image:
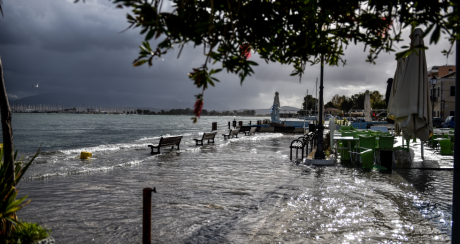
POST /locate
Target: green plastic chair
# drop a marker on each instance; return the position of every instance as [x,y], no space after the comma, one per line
[344,151]
[367,158]
[366,151]
[446,147]
[403,147]
[432,142]
[386,143]
[345,128]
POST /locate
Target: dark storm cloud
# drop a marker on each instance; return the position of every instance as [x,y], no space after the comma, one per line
[78,48]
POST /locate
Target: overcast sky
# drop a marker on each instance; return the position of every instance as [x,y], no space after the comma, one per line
[67,47]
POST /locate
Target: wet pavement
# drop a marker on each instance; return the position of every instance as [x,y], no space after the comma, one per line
[245,190]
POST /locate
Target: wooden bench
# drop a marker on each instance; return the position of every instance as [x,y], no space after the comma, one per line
[231,134]
[251,131]
[244,129]
[284,129]
[165,142]
[206,136]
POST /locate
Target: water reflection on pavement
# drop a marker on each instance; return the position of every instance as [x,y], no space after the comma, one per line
[243,191]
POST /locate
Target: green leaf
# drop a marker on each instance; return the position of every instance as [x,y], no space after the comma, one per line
[139,63]
[150,35]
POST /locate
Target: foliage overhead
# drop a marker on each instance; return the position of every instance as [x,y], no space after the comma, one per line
[295,32]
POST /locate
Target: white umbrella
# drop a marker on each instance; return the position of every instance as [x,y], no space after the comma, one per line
[275,113]
[367,107]
[411,104]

# Task requirements
The records above are to be reproduced exactly; the pictures are to be left out.

# Answer to the exercise
image:
POST /locate
Target: green plastic chair
# drop a marker on each instance; return the position of every instance as [x,y], no space after the comma, one per line
[344,151]
[367,158]
[366,151]
[446,147]
[403,147]
[432,142]
[386,143]
[345,128]
POST /locate
Target: dark storm cloud
# drop a marker on each instance; return the position of every instance as [x,y], no space after the comma, one per line
[78,48]
POST /locate
Target: overcast sky
# drop a marker on each instance; return the position of every instance as [x,y], no space after the comma, one per line
[67,47]
POST /locate
Target: wet pavement
# drop a marker on each instance; return the position of every instance as [x,y], no space after the comma, one per line
[245,190]
POST /locate
Target: wooden bench
# drop a marker on each instance; return the position of every instance as [x,y], no space after the comma, one per line
[231,134]
[251,131]
[244,129]
[284,129]
[165,142]
[206,136]
POST /locate
Target: water reflection on pavement
# drop a marker on each instance; return the position of every instance as [x,y], no space after the comma, one per line
[243,191]
POST /locate
Target: green leaf
# drop a marker on each instance; return the position of every instance as [x,y], no space after the comma, one per line
[139,63]
[150,35]
POST /locate
Target: foliage overhead
# drop a marker on each instance; return the position of every instance as [x,y], no space after the comma, one per line
[295,32]
POST /locate
Target: white umbrella
# drop a marker on each instance; return the position of every instance as [x,y], no space after the comma, one per line
[275,113]
[367,107]
[411,104]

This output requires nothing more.